╔══

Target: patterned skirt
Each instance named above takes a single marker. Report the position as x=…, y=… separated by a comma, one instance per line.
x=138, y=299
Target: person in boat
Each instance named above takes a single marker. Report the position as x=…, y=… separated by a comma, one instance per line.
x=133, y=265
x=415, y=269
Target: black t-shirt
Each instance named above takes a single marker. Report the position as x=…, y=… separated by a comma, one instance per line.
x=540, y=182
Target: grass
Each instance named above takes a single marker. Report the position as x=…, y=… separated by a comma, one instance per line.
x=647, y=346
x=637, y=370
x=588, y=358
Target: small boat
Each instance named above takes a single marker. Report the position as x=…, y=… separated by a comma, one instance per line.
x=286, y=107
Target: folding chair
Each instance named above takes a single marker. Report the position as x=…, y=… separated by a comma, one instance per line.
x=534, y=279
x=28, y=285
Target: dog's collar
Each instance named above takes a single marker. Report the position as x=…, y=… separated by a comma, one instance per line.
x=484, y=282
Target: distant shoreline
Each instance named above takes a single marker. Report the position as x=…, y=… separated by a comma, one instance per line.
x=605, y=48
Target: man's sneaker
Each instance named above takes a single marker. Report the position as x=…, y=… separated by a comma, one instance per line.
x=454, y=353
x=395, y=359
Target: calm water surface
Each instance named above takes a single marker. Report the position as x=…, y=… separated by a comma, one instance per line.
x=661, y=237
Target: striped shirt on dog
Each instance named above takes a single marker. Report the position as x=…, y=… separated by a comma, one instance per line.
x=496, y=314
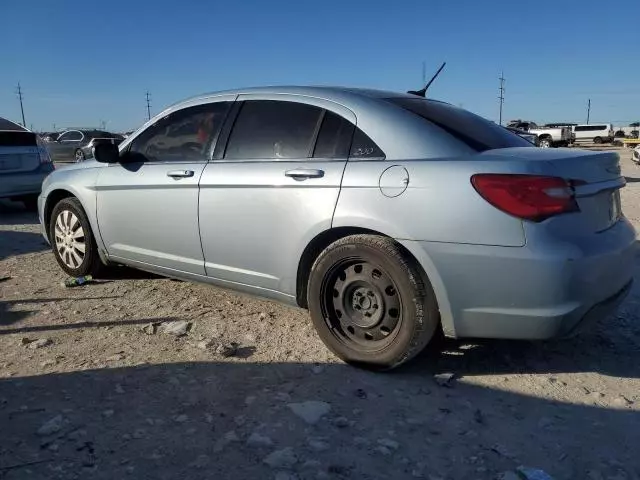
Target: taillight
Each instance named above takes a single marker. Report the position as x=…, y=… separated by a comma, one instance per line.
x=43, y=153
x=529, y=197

╚══

* [What you have to do]
Turn all of the data above into a JSON list of strings, with one string for each line and no blank lines. Leave the pictures out.

* [Output below]
[
  "Target: patterned skirt",
  "Each instance named above takes a single marker. Report the position as x=…, y=… separated by a comma, one instance per line.",
  "x=138, y=299",
  "Target: person in boat",
  "Each instance named above takes a single marker. Report the position as x=…, y=… separated by a comma, one instance per line.",
  "x=133, y=265",
  "x=415, y=269",
  "Target: black t-shirt",
  "Each instance named above takes a single marker. Report the position as x=…, y=… separated by a comma, one instance per line.",
  "x=540, y=182",
  "Target: grass",
  "Each instance named above takes a single marker. Report the position as x=…, y=… separated by a comma, one instance per line.",
  "x=647, y=346",
  "x=637, y=370",
  "x=588, y=358",
  "Target: small boat",
  "Each instance named above takes a single marker. Report the position as x=…, y=… separated by a comma, one instance per line.",
  "x=286, y=107",
  "Target: folding chair",
  "Each instance named above takes a single marker. Report the position as x=…, y=… separated by a comma, one instance per line.",
  "x=534, y=279",
  "x=28, y=285",
  "Target: dog's collar",
  "Each instance named above takes a single marker. Report the position as x=…, y=… separated by a comma, one instance per line.",
  "x=484, y=282",
  "Target: distant shoreline",
  "Each instance named above takes a single marker. Report the position as x=…, y=… separated by a comma, one instance per line.",
  "x=605, y=48",
  "Target: man's sneaker",
  "Each instance named above takes a single marker. Report the position as x=…, y=… separated by a comma, one instance per line.",
  "x=454, y=353",
  "x=395, y=359",
  "Target: calm water surface",
  "Each instance named above takes a single marker. Report the position as x=…, y=… separated by a comma, one instance per line.",
  "x=661, y=237",
  "Target: striped shirt on dog",
  "Each instance named above takes a single marker. Report the position as x=…, y=… separated by a comma, one instance per line.",
  "x=496, y=314",
  "Target: taillight",
  "Each instance named above takes a single marker. Report the position as x=…, y=… separated by a comma, one instance per line.",
  "x=43, y=153",
  "x=529, y=197"
]